# Exercise instructions:
Please copy these lines word for word, beginning at the line that contains "Pin every instance of the smaller" and continuing through the end of the records. Leave the pictures out of your answer.
***** Raw data *****
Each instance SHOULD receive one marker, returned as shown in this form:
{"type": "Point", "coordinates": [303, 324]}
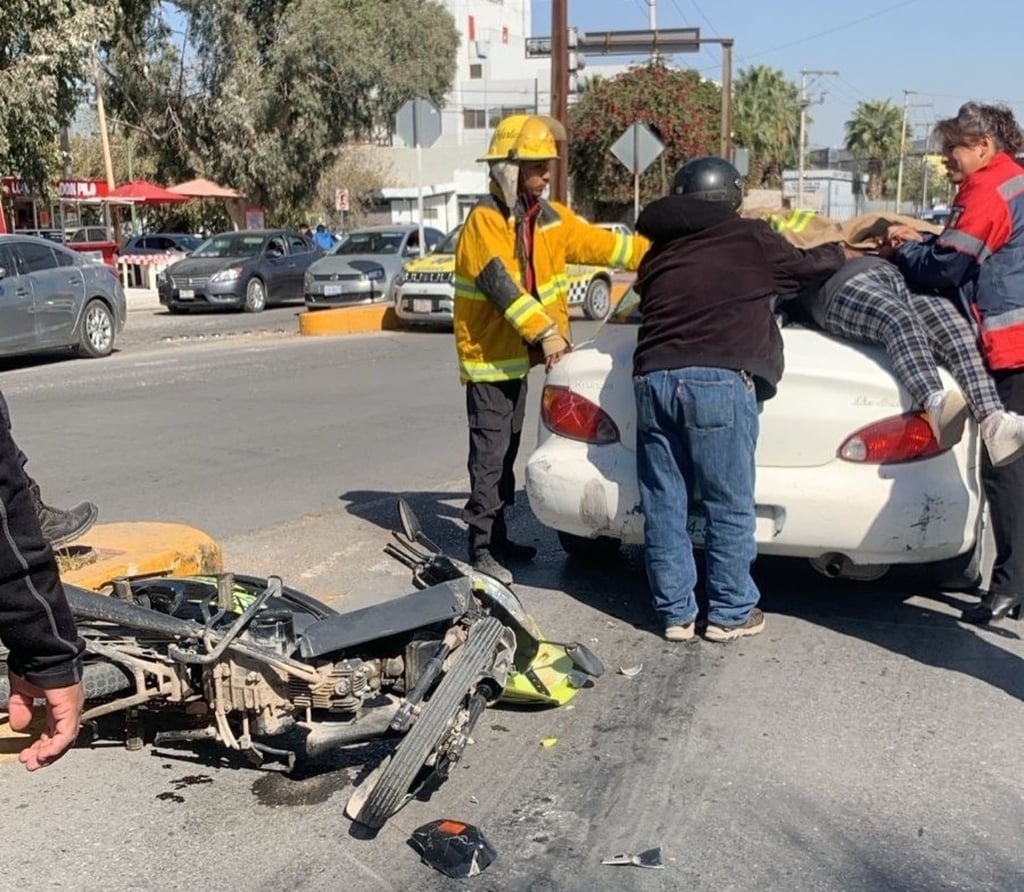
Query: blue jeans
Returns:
{"type": "Point", "coordinates": [696, 433]}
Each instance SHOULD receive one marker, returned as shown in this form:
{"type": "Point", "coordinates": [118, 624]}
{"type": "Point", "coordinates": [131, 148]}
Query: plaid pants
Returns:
{"type": "Point", "coordinates": [916, 330]}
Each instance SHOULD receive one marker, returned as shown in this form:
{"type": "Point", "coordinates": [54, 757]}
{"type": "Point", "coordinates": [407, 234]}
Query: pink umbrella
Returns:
{"type": "Point", "coordinates": [144, 193]}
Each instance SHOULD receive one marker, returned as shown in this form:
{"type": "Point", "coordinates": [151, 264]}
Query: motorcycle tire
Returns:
{"type": "Point", "coordinates": [391, 790]}
{"type": "Point", "coordinates": [100, 679]}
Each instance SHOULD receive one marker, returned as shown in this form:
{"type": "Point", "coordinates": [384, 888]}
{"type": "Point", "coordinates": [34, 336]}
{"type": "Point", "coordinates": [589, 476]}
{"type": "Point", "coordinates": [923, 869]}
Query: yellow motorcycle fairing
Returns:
{"type": "Point", "coordinates": [549, 679]}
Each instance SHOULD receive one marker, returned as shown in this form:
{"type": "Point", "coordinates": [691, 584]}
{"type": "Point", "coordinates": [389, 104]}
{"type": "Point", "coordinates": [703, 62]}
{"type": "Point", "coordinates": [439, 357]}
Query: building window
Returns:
{"type": "Point", "coordinates": [473, 119]}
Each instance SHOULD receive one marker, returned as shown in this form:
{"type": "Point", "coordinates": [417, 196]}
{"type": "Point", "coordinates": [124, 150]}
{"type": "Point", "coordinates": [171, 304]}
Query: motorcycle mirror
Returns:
{"type": "Point", "coordinates": [411, 526]}
{"type": "Point", "coordinates": [585, 660]}
{"type": "Point", "coordinates": [410, 522]}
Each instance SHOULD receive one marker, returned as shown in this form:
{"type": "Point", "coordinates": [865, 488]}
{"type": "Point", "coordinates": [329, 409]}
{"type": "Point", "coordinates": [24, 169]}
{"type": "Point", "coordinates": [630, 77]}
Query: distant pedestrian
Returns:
{"type": "Point", "coordinates": [323, 239]}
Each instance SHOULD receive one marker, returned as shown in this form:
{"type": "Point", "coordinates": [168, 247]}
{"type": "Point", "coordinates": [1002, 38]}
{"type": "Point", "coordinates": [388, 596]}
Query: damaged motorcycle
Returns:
{"type": "Point", "coordinates": [267, 671]}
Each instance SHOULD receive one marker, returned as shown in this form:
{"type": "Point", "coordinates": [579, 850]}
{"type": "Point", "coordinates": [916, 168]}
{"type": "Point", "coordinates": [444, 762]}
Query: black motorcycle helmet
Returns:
{"type": "Point", "coordinates": [711, 179]}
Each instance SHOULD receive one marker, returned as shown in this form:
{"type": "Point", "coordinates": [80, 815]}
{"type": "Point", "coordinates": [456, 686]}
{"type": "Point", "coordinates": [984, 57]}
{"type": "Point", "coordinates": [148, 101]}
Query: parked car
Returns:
{"type": "Point", "coordinates": [248, 269]}
{"type": "Point", "coordinates": [161, 243]}
{"type": "Point", "coordinates": [49, 235]}
{"type": "Point", "coordinates": [364, 266]}
{"type": "Point", "coordinates": [51, 297]}
{"type": "Point", "coordinates": [847, 475]}
{"type": "Point", "coordinates": [424, 291]}
{"type": "Point", "coordinates": [88, 235]}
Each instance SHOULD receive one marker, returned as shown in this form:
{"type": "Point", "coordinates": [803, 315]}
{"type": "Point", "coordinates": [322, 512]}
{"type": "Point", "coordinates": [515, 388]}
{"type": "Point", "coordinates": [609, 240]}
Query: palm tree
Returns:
{"type": "Point", "coordinates": [875, 135]}
{"type": "Point", "coordinates": [766, 120]}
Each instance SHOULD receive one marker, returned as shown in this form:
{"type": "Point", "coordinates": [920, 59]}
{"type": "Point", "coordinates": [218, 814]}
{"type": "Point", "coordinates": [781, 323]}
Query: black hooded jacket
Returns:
{"type": "Point", "coordinates": [707, 285]}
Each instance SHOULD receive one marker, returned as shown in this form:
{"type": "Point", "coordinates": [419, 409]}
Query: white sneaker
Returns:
{"type": "Point", "coordinates": [1003, 433]}
{"type": "Point", "coordinates": [946, 413]}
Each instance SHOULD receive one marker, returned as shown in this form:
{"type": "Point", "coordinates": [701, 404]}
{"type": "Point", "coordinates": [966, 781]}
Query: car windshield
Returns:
{"type": "Point", "coordinates": [448, 245]}
{"type": "Point", "coordinates": [230, 245]}
{"type": "Point", "coordinates": [628, 309]}
{"type": "Point", "coordinates": [377, 242]}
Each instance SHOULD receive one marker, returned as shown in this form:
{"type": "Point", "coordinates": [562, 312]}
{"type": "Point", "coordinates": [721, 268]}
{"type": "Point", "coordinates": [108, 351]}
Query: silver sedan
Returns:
{"type": "Point", "coordinates": [365, 264]}
{"type": "Point", "coordinates": [52, 298]}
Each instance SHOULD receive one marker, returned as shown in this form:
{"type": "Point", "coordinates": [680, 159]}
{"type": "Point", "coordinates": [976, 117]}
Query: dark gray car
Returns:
{"type": "Point", "coordinates": [366, 263]}
{"type": "Point", "coordinates": [51, 297]}
{"type": "Point", "coordinates": [249, 269]}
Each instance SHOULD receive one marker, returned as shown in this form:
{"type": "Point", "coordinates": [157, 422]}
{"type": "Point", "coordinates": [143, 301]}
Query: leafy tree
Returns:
{"type": "Point", "coordinates": [683, 109]}
{"type": "Point", "coordinates": [46, 52]}
{"type": "Point", "coordinates": [766, 120]}
{"type": "Point", "coordinates": [873, 135]}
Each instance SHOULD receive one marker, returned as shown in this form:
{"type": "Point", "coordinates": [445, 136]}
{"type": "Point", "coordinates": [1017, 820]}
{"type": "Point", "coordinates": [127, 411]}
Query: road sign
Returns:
{"type": "Point", "coordinates": [419, 123]}
{"type": "Point", "coordinates": [637, 147]}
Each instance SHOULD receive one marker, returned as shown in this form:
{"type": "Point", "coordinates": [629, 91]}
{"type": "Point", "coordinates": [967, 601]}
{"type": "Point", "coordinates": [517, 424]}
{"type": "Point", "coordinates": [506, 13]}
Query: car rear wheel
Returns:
{"type": "Point", "coordinates": [97, 330]}
{"type": "Point", "coordinates": [600, 548]}
{"type": "Point", "coordinates": [255, 296]}
{"type": "Point", "coordinates": [597, 304]}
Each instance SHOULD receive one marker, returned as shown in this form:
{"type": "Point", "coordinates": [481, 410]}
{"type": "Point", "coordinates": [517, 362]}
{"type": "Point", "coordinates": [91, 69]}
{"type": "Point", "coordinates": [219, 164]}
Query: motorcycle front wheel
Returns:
{"type": "Point", "coordinates": [390, 790]}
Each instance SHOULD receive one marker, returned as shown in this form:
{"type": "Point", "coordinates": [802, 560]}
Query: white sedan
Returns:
{"type": "Point", "coordinates": [847, 475]}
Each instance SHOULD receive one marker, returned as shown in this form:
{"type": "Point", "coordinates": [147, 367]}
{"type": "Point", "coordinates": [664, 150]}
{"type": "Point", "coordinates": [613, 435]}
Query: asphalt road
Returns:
{"type": "Point", "coordinates": [865, 741]}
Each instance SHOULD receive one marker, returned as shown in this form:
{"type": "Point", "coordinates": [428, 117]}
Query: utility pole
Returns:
{"type": "Point", "coordinates": [802, 147]}
{"type": "Point", "coordinates": [902, 142]}
{"type": "Point", "coordinates": [559, 93]}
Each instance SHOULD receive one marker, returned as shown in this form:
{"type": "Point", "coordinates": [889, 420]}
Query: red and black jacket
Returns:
{"type": "Point", "coordinates": [981, 254]}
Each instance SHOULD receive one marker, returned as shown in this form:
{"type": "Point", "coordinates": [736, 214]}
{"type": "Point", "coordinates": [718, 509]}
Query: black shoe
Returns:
{"type": "Point", "coordinates": [992, 608]}
{"type": "Point", "coordinates": [485, 562]}
{"type": "Point", "coordinates": [60, 526]}
{"type": "Point", "coordinates": [513, 550]}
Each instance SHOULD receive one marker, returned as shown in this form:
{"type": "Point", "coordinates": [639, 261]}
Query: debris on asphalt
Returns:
{"type": "Point", "coordinates": [646, 858]}
{"type": "Point", "coordinates": [454, 848]}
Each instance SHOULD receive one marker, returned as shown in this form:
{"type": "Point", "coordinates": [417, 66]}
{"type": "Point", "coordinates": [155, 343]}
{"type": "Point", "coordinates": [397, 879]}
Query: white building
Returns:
{"type": "Point", "coordinates": [494, 78]}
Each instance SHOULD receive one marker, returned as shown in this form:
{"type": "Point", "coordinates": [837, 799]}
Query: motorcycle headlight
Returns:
{"type": "Point", "coordinates": [229, 274]}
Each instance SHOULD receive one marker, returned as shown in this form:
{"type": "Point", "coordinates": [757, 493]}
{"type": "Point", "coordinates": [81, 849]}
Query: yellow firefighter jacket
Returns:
{"type": "Point", "coordinates": [496, 320]}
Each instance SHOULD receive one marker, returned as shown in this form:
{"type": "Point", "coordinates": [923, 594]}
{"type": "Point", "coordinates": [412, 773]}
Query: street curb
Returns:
{"type": "Point", "coordinates": [140, 550]}
{"type": "Point", "coordinates": [348, 321]}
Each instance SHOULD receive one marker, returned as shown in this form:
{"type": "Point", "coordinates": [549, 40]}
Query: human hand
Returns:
{"type": "Point", "coordinates": [554, 346]}
{"type": "Point", "coordinates": [900, 234]}
{"type": "Point", "coordinates": [64, 710]}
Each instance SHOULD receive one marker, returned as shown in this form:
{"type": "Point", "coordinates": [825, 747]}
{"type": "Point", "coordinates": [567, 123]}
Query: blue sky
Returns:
{"type": "Point", "coordinates": [945, 51]}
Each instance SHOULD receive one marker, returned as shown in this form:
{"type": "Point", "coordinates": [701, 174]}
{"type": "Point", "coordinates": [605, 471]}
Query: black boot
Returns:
{"type": "Point", "coordinates": [991, 608]}
{"type": "Point", "coordinates": [60, 526]}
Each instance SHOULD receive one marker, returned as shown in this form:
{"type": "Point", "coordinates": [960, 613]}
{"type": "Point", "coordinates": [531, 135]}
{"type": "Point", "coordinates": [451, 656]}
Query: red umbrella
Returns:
{"type": "Point", "coordinates": [144, 193]}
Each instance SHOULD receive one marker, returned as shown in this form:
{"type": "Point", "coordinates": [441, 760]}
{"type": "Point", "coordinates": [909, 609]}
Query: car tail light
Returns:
{"type": "Point", "coordinates": [897, 438]}
{"type": "Point", "coordinates": [572, 416]}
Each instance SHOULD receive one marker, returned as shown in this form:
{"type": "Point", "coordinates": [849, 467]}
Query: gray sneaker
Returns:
{"type": "Point", "coordinates": [754, 625]}
{"type": "Point", "coordinates": [485, 562]}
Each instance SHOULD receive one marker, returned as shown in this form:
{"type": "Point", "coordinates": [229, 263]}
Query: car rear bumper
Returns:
{"type": "Point", "coordinates": [427, 303]}
{"type": "Point", "coordinates": [914, 512]}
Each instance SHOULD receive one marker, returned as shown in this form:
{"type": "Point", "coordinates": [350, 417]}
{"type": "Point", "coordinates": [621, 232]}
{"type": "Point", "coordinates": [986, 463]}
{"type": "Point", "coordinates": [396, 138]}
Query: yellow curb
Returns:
{"type": "Point", "coordinates": [348, 321]}
{"type": "Point", "coordinates": [140, 550]}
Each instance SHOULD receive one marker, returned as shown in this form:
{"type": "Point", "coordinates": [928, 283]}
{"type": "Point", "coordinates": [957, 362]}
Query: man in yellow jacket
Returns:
{"type": "Point", "coordinates": [511, 312]}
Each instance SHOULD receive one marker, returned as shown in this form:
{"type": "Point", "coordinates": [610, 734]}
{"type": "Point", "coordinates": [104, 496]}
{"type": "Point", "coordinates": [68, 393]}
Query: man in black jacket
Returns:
{"type": "Point", "coordinates": [36, 624]}
{"type": "Point", "coordinates": [709, 351]}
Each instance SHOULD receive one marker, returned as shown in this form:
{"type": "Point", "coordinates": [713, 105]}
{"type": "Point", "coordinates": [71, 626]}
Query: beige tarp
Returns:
{"type": "Point", "coordinates": [807, 228]}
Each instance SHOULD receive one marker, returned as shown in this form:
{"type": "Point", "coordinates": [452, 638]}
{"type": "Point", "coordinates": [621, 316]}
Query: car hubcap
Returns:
{"type": "Point", "coordinates": [97, 330]}
{"type": "Point", "coordinates": [599, 299]}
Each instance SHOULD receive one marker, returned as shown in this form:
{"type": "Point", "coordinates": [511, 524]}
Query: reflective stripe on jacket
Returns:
{"type": "Point", "coordinates": [496, 320]}
{"type": "Point", "coordinates": [981, 254]}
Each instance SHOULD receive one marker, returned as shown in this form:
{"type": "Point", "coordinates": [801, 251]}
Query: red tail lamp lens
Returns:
{"type": "Point", "coordinates": [572, 416]}
{"type": "Point", "coordinates": [898, 438]}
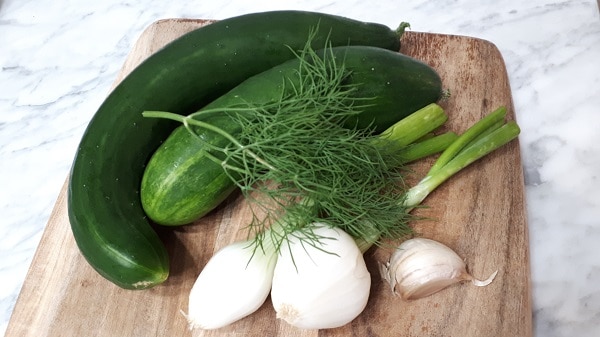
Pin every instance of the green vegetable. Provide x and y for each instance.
(298, 145)
(298, 166)
(182, 183)
(107, 219)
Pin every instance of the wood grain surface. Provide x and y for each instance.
(480, 213)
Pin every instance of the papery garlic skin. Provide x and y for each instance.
(420, 267)
(234, 283)
(315, 289)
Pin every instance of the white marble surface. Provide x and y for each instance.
(58, 60)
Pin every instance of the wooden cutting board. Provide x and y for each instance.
(480, 213)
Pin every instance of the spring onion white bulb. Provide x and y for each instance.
(320, 286)
(420, 267)
(234, 283)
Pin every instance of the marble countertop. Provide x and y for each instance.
(59, 59)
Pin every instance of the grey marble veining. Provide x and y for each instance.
(59, 59)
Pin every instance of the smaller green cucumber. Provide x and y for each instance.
(181, 183)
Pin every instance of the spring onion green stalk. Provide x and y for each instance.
(482, 138)
(294, 153)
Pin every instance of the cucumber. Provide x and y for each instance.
(107, 219)
(181, 184)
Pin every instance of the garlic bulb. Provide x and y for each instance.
(234, 283)
(420, 267)
(322, 286)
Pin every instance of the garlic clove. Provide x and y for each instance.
(320, 287)
(421, 267)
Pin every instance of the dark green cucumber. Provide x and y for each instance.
(106, 216)
(181, 183)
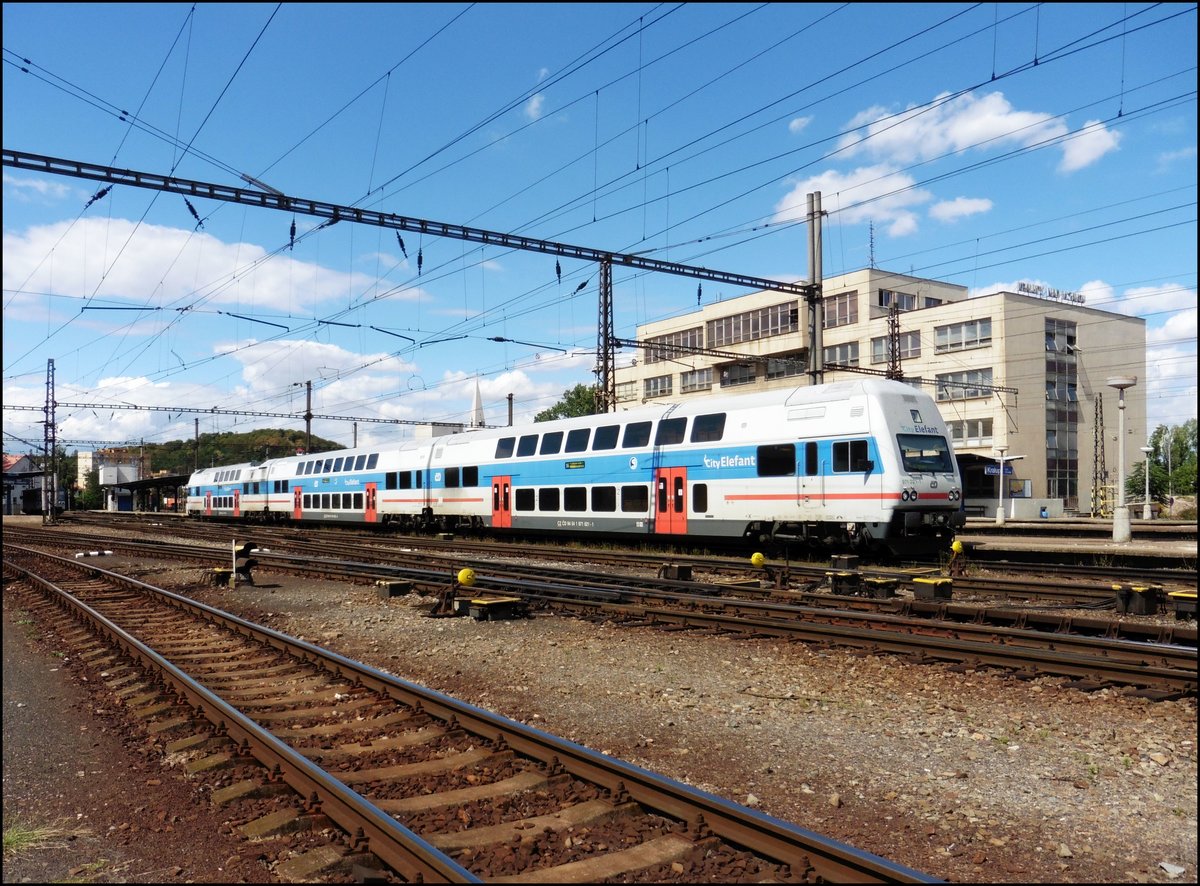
*****
# Response:
Pin every instance of the smaller green cucumber. Provide x and y for each instance.
(181, 183)
Pin every instance of the spring onion green stalk. Provide x and y for each instance.
(482, 138)
(294, 153)
Pin every instance of the cucumber. Provide x and y for each instance.
(107, 219)
(181, 184)
Pin every instance of the garlic bulb. Provide x and y for each instance.
(234, 283)
(420, 267)
(322, 286)
Pin every instance of the garlic clove. Provide x and y for each instance.
(320, 287)
(421, 267)
Pin every instance of the dark green cucumber. Provide x and y for each instance.
(106, 216)
(181, 183)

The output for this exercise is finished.